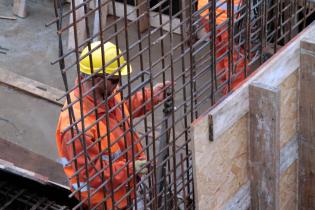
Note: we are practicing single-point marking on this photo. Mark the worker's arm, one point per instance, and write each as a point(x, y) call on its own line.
point(96, 165)
point(140, 100)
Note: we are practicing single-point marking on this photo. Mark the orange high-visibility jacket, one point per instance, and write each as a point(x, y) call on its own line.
point(222, 40)
point(117, 149)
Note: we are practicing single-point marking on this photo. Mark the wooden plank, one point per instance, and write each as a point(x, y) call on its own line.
point(31, 86)
point(19, 8)
point(80, 30)
point(264, 146)
point(306, 128)
point(96, 26)
point(143, 12)
point(273, 72)
point(288, 154)
point(31, 163)
point(241, 200)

++++++++++

Recast the rows above as a Markdown table with the columns Row and Line, numbering each non-blank line in order and leaving the pictures out of the answer.

SOLUTION TO THE PROBLEM:
| Row | Line |
|---|---|
| 1 | Note: we are practicing single-point marking on this photo. Mark the worker's arm, one point per instance, and write each as a point(x, y) call on its own line. |
| 2 | point(96, 165) |
| 3 | point(140, 100) |
| 4 | Note: we are practicing single-point marking on this photo. Mark the orange high-visibility jacket, one point per instance, and write each as a point(x, y) call on its own line. |
| 5 | point(222, 40) |
| 6 | point(117, 149) |
| 7 | Note: we are practicing single-point marking on this photo. Mark the wooden plank, one point per instance, and write each as a point(x, y) call on its own line. |
| 8 | point(31, 86) |
| 9 | point(19, 8) |
| 10 | point(80, 30) |
| 11 | point(264, 146) |
| 12 | point(306, 128) |
| 13 | point(96, 26) |
| 14 | point(143, 12) |
| 15 | point(273, 72) |
| 16 | point(288, 154) |
| 17 | point(31, 163) |
| 18 | point(241, 200) |